━━━━━ Extracted information

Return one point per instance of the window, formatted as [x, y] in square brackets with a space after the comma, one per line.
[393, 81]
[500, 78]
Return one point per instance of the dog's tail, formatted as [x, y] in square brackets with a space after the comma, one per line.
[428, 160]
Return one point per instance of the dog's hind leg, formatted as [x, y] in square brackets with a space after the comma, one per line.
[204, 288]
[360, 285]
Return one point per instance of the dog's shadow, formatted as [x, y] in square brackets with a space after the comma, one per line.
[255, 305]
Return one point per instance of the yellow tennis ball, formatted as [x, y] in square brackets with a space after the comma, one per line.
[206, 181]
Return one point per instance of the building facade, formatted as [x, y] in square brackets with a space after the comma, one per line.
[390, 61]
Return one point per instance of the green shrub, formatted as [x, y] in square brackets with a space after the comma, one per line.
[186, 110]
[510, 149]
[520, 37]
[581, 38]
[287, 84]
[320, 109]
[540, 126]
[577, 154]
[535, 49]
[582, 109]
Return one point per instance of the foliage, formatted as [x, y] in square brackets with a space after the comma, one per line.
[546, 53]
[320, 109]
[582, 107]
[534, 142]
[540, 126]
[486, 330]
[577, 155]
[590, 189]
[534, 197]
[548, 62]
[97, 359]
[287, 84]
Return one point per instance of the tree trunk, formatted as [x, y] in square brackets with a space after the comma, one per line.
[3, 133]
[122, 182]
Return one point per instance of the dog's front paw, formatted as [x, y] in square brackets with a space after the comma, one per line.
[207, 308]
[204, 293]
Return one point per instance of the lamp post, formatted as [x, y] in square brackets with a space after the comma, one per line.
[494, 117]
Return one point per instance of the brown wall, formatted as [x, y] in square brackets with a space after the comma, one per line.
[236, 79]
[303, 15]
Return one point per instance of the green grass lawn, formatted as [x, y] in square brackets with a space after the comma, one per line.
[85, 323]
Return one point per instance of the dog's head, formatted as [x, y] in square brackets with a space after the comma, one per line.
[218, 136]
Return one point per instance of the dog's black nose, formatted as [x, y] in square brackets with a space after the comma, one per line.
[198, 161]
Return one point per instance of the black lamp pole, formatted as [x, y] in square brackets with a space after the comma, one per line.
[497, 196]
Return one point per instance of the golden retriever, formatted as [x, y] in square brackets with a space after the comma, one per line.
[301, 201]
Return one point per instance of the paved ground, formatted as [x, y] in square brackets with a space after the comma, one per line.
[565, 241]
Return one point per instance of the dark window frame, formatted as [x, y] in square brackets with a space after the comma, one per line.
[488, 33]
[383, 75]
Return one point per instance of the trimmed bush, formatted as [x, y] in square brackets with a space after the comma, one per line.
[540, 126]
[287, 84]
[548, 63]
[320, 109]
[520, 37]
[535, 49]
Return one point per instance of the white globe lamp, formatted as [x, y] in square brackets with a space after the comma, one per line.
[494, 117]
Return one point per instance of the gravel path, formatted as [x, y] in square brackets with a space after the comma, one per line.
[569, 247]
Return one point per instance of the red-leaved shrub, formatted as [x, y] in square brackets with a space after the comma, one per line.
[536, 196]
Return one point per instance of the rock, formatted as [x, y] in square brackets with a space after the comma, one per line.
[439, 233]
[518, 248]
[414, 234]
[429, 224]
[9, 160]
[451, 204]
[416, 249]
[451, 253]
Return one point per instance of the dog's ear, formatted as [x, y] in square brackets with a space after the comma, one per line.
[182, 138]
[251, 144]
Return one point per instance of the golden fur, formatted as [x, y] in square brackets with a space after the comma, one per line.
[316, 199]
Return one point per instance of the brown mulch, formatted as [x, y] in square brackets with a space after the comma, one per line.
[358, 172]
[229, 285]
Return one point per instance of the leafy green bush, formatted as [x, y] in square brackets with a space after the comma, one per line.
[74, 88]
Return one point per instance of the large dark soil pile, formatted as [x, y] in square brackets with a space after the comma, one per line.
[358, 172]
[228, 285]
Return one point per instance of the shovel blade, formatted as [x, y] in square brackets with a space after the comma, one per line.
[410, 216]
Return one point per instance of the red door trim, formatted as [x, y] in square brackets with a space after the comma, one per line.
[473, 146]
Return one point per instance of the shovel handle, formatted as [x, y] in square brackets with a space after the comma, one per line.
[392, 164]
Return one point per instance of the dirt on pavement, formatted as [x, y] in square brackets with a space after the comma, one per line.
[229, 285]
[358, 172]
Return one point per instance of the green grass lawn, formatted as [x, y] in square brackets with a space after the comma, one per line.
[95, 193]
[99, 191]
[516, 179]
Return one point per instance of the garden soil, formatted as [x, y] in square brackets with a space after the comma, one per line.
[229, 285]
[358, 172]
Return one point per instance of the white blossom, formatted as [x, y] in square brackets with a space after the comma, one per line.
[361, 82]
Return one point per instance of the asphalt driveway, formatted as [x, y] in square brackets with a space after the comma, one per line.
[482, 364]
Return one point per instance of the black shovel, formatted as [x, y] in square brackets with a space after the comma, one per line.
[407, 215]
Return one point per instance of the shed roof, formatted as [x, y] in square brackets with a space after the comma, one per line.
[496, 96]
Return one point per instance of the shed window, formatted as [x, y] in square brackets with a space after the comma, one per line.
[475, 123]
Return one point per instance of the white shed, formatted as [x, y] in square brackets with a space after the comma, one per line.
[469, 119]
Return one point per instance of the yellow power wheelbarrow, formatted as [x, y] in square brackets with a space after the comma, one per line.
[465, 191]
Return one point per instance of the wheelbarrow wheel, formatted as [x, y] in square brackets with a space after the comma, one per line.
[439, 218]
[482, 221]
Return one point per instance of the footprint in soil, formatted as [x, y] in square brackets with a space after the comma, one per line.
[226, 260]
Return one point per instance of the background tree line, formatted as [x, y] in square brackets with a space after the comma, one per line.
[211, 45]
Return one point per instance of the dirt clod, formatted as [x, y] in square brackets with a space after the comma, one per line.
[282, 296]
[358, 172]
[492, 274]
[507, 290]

━━━━━━━━━━

**Exercise goal:**
Rewrite all of the lines above, replacing every "instance" with "occurrence" and leaving everything else unchanged.

**Answer below:**
Return one point per occurrence of the window, formatted as [x, y] in square brackets with a space after the comma, one per line.
[393, 81]
[500, 78]
Return one point per occurrence of the dog's tail, formatted as [x, y] in square brackets with a space after the comma, one per line.
[428, 160]
Return one point per occurrence of the dog's hind leg, formatted as [x, y] in square brackets with a space after the comma, one per line.
[204, 288]
[360, 285]
Return one point per occurrence of the dog's shadow, formatted as [x, y] in square brackets with a space after the comma, one per line.
[255, 305]
Return one point per occurrence of the yellow tennis ball, formatted as [x, y] in square brackets with a space after the comma, one per line.
[206, 181]
Return one point per occurrence of the building facade, formatted as [x, y] in square brackets with a space after the comma, one per line.
[390, 61]
Return one point per occurrence of the green shrub, formatted as [x, y] in square brackets with a space after the comma, one per line.
[186, 110]
[510, 149]
[520, 37]
[581, 38]
[287, 84]
[320, 109]
[540, 126]
[577, 154]
[535, 49]
[582, 109]
Return one point per occurrence of the foliage, formatted as [x, y] in square brackets with a space after the comma, one per line.
[546, 53]
[320, 109]
[582, 107]
[534, 142]
[540, 126]
[486, 330]
[577, 155]
[590, 189]
[534, 197]
[548, 62]
[97, 359]
[287, 84]
Return one point per occurrence of the tree trunk, formatted as [x, y] in square brackets with a space after the comma, one per line.
[3, 133]
[122, 182]
Return one point per occurrence of the dog's front paw, formatted as [x, y] in square brackets with a space after the comma, one per line.
[207, 308]
[204, 293]
Return one point per occurrence of the lamp post, formatted as [x, y] in square brackets with a space after the comma, one per line.
[494, 117]
Return one point per occurrence of the brown wall, formatted as [x, y] in square brackets with a space after the comma, one per line.
[236, 79]
[303, 15]
Return one point per occurrence of the green grass lawn, formatted as [x, y] in square brackets with a space after the comma, one per line.
[85, 323]
Return one point per occurrence of the dog's head, formatted as [x, y] in square brackets with a space after the comma, one per line.
[218, 136]
Return one point per occurrence of the dog's black nose, formatted as [x, y] in square brackets with a space after the comma, one per line.
[198, 161]
Return one point per occurrence of the black lamp pole, formatted as [x, y] in square brackets with a space after the comma, one per line.
[497, 196]
Return one point per occurrence of the golden retriever, formatted as [x, y] in square brackets with a space after the comma, one per line.
[301, 201]
Return one point per occurrence of the paved ground, formatted as [x, y] in square brackets with a space after the comma, one per line.
[565, 241]
Return one point per occurrence of the dark window frame, formatted as [x, y] in square brackets with a space after the comma, one per line.
[488, 33]
[383, 75]
Return one point per occurrence of the trimmed bush, formatted as [x, y] in square brackets with a space after the comma, one per line.
[540, 126]
[287, 84]
[548, 63]
[320, 109]
[520, 37]
[535, 49]
Return one point per occurrence of the white globe lamp, formatted as [x, y] in square brackets with a space after the comma, one per line.
[494, 117]
Return one point per occurrence of the gravel path, formatted as [x, y] in square brackets with a space after the comma, one per line.
[569, 247]
Return one point per occurrence of the red-leaved shrub, formatted as [x, y] in square brackets with a space after the comma, one per line.
[536, 196]
Return one point per occurrence of the rock, formatted as [x, y] in square brackets with a space after the comma, one per line.
[439, 233]
[518, 248]
[414, 234]
[429, 224]
[9, 160]
[451, 204]
[416, 249]
[451, 253]
Return one point per occurrence of the dog's ear, formatted as [x, y] in square brackets with a space after the comma, one per line.
[182, 138]
[251, 144]
Return one point per occurrence of the golden fur, formatted as [x, y] in square brackets with a space after the comma, one per line.
[316, 199]
Return one point per occurrence of the brown mulch, formatted as [x, y] in square brackets with a space after the comma, one per line.
[358, 172]
[229, 285]
Return one point per occurrence of the leafy green bush, formatted as [x, y] in square brackets with a space after the comma, one per line.
[74, 88]
Return one point per occurrence of the large dark soil pile, formatted as [x, y] in square brackets with a space after the comma, one per line.
[358, 172]
[228, 285]
Return one point per occurrence of the shovel blade, formatted as [x, y] in square brackets with a space after the comma, one per line.
[410, 216]
Return one point per occurrence of the red door trim, formatted as [x, y] in square brackets with a space after the comma, one per line.
[473, 146]
Return one point per occurrence of the shovel handle, formatted as [x, y] in square brackets with a space after the comma, one per line.
[392, 164]
Return one point per occurrence of the dirt on pavement, formatted as [x, y] in square brackets with a space after the comma, one per line.
[229, 285]
[358, 172]
Return one point per occurrence of the green grass lawn, formatted as [x, y] in square brackets with a space after the comma, one per line.
[95, 193]
[99, 191]
[516, 179]
Return one point per occurrence of the garden soil, formatted as [x, y] in square brackets with a space after the comma, one per line.
[229, 285]
[358, 172]
Return one point per occurrence of the white blossom, formatted as [x, y] in square brackets with a space after the comma, one per line.
[361, 82]
Return one point per occurrence of the asphalt driveway, formatted as [x, y] in square brackets with a space after the comma, one per line.
[482, 364]
Return one point per occurrence of the black shovel, formatted as [x, y] in square brackets with a space after the comma, one per line.
[407, 215]
Return one point per occurrence of the shed roof, formatted as [x, y] in square brackets with a space after the comma, one per line.
[496, 96]
Return one point per occurrence of the shed window, formatted as [x, y] in square brackets with a space after the comma, one per line.
[475, 123]
Return one point per occurrence of the white shed, formatted as [x, y] in square brackets with a space after the comma, one per line.
[469, 119]
Return one point per occurrence of the yellow power wheelbarrow, formatted as [x, y] in square brackets with a space after the comma, one per line.
[465, 191]
Return one point per occurrence of the wheelbarrow wheel, formatted as [x, y] in square brackets with a space after the comma, one per line.
[439, 218]
[482, 221]
Return one point per occurrence of the footprint in soil, formatted as [x, y] in square brackets with a space after the comma, one per line.
[226, 260]
Return one point per occurrence of the background tree line, formatted as [x, y] in square brackets with a space after the comma, one per line.
[211, 45]
Return one point per occurrence of the dirt clod, formatted as [x, y] in square brackets with a space after the comma, one per line.
[282, 296]
[358, 172]
[492, 274]
[507, 290]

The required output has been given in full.